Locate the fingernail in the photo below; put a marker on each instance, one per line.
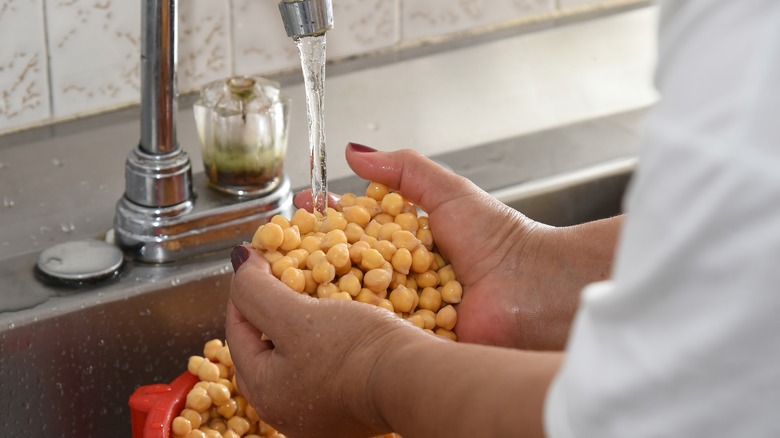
(238, 256)
(361, 148)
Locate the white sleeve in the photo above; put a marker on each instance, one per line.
(684, 341)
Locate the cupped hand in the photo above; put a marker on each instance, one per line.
(314, 377)
(521, 279)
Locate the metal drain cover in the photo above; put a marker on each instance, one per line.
(81, 260)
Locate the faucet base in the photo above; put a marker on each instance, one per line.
(216, 221)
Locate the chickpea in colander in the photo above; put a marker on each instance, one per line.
(375, 249)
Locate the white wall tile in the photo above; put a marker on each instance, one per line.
(362, 26)
(422, 19)
(24, 89)
(260, 44)
(204, 43)
(94, 48)
(564, 4)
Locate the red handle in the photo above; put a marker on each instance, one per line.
(153, 407)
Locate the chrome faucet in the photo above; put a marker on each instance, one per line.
(306, 17)
(166, 213)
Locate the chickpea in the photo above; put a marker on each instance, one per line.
(326, 290)
(386, 248)
(273, 256)
(311, 244)
(452, 292)
(227, 409)
(356, 251)
(281, 221)
(211, 347)
(334, 221)
(357, 214)
(294, 279)
(303, 220)
(377, 279)
(421, 260)
(332, 238)
(193, 416)
(311, 286)
(345, 296)
(270, 236)
(368, 296)
(372, 229)
(408, 222)
(350, 284)
(371, 204)
(372, 259)
(392, 203)
(239, 425)
(323, 272)
(300, 255)
(428, 317)
(283, 263)
(208, 371)
(219, 393)
(428, 279)
(347, 200)
(291, 239)
(384, 218)
(446, 274)
(430, 299)
(386, 231)
(405, 239)
(386, 304)
(338, 255)
(198, 400)
(402, 299)
(193, 364)
(353, 232)
(416, 320)
(181, 426)
(376, 190)
(402, 260)
(314, 258)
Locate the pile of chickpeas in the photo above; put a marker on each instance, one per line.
(214, 408)
(374, 249)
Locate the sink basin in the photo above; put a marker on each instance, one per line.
(77, 365)
(573, 198)
(69, 364)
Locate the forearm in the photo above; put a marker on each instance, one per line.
(429, 387)
(590, 249)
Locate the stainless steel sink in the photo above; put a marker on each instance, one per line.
(69, 364)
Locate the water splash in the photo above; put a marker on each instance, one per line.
(312, 53)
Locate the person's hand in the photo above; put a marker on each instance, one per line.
(313, 378)
(521, 279)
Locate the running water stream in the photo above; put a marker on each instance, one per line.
(312, 51)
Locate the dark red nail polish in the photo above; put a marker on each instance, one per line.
(238, 256)
(361, 148)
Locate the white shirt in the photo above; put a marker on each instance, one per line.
(684, 341)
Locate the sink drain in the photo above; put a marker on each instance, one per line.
(79, 262)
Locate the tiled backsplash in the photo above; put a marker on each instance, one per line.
(61, 59)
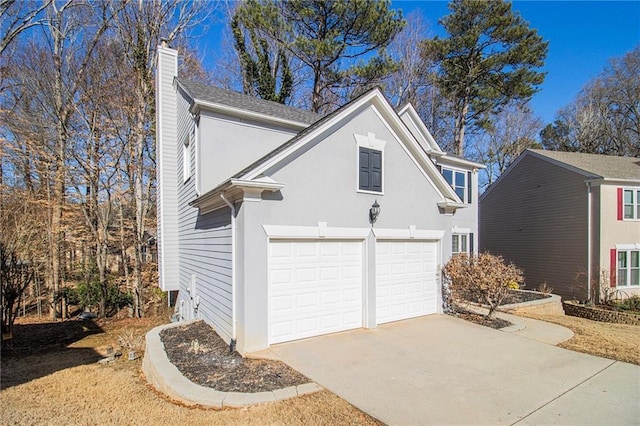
────────────────────
> _Problem to solve_:
All entries above must be printed again verbatim, with images excluded.

> _Answer area_:
Locate the fingernail in the photo below; put a marker on each instance, one per line.
(238, 256)
(361, 148)
Locate the white sleeve in the photo above; put a marker on each instance, one per line.
(684, 341)
Locate the cupped hand in the photo above; put a marker on each instance, one per line.
(314, 377)
(521, 279)
Locate the metal drain cover in the photo above; put a marker on each instance, one per line.
(81, 260)
Locate the faucet base in the photo above; put a marker on each instance, one per line.
(216, 221)
Locate the chickpea in colander in the photo above; put a marker on each instance, one per line.
(375, 249)
Locate the white wall tile in the photo above; put a marker on each instance, one per line.
(362, 26)
(422, 19)
(24, 89)
(260, 44)
(204, 43)
(94, 48)
(564, 4)
Locate the red handle in the photo above; put a marker on each instance, one per line.
(153, 407)
Locate the chrome faucet in the photo above; put a marker on each instance, one per line.
(306, 17)
(166, 213)
Locate the chickpea in the photo above; put a marker on each instance, one per line.
(326, 290)
(386, 248)
(273, 256)
(311, 244)
(452, 292)
(227, 409)
(356, 251)
(281, 221)
(211, 347)
(334, 221)
(357, 214)
(294, 279)
(303, 220)
(377, 279)
(421, 260)
(332, 238)
(193, 416)
(311, 286)
(345, 296)
(270, 236)
(368, 296)
(372, 229)
(408, 222)
(350, 284)
(371, 204)
(372, 259)
(392, 203)
(239, 425)
(323, 272)
(300, 255)
(428, 317)
(283, 263)
(208, 371)
(219, 393)
(428, 279)
(347, 200)
(291, 239)
(384, 218)
(446, 274)
(430, 299)
(386, 231)
(405, 239)
(386, 304)
(338, 255)
(198, 400)
(402, 299)
(193, 364)
(353, 232)
(416, 320)
(181, 426)
(376, 190)
(402, 260)
(314, 258)
Locate the pile of chickpeas in the photo above; put a marker on each instance, one per line.
(214, 408)
(374, 249)
Locate the sink basin in the photo above; put a marker on each instance, one per line.
(77, 365)
(573, 198)
(69, 364)
Locate the forearm in the photo above; put a marker on each instance, one per line.
(429, 387)
(590, 249)
Locate the stainless steel sink in the photo above; put a marker on each instance, one per line.
(69, 364)
Locate the water splash in the photo above; put a marker on each instance, one per line.
(312, 53)
Locate the person's hand in the photo above; put a marker on each instance, one per line.
(313, 378)
(521, 279)
Locate the running water stream in the photo above; put a marker on each instance, one per line.
(312, 51)
Locate the dark red nail polish in the photo above; put a marker on each instance, one per line.
(238, 256)
(361, 148)
Locate the white shirt in the photo above; put a marker on each instance, one per line.
(684, 341)
Locate the sink drain in the photo above; put a marker on each instance, one per line.
(79, 262)
Locate the tiled backsplash in the photo above; put a marker on each instance, one per line.
(61, 59)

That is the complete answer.